> [Goal of the exercise]: Please return each entry that follows exactly as written, and keep the pictures out.

*** Begin section ***

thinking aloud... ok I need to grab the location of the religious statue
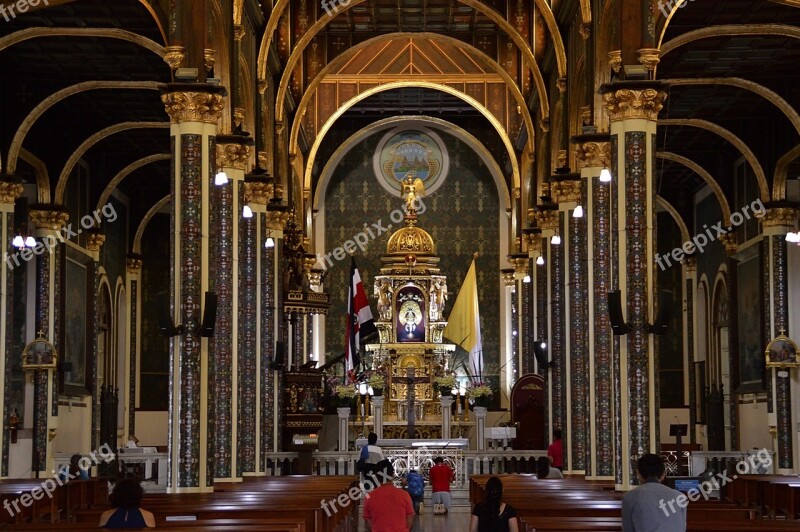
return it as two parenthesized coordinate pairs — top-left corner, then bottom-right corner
(283, 219), (309, 291)
(430, 280), (447, 321)
(401, 172), (425, 215)
(8, 409), (19, 430)
(375, 279), (393, 321)
(399, 301), (422, 338)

*** End section ***

> [Result for this exercise]:
thinking aloud... ok I need to grab the location of the religious statue
return it as two parenthesized coordinate pairs — top-left corner, then bottom-right corner
(283, 219), (309, 291)
(430, 280), (447, 321)
(401, 172), (425, 215)
(8, 409), (19, 430)
(375, 279), (393, 321)
(399, 301), (422, 338)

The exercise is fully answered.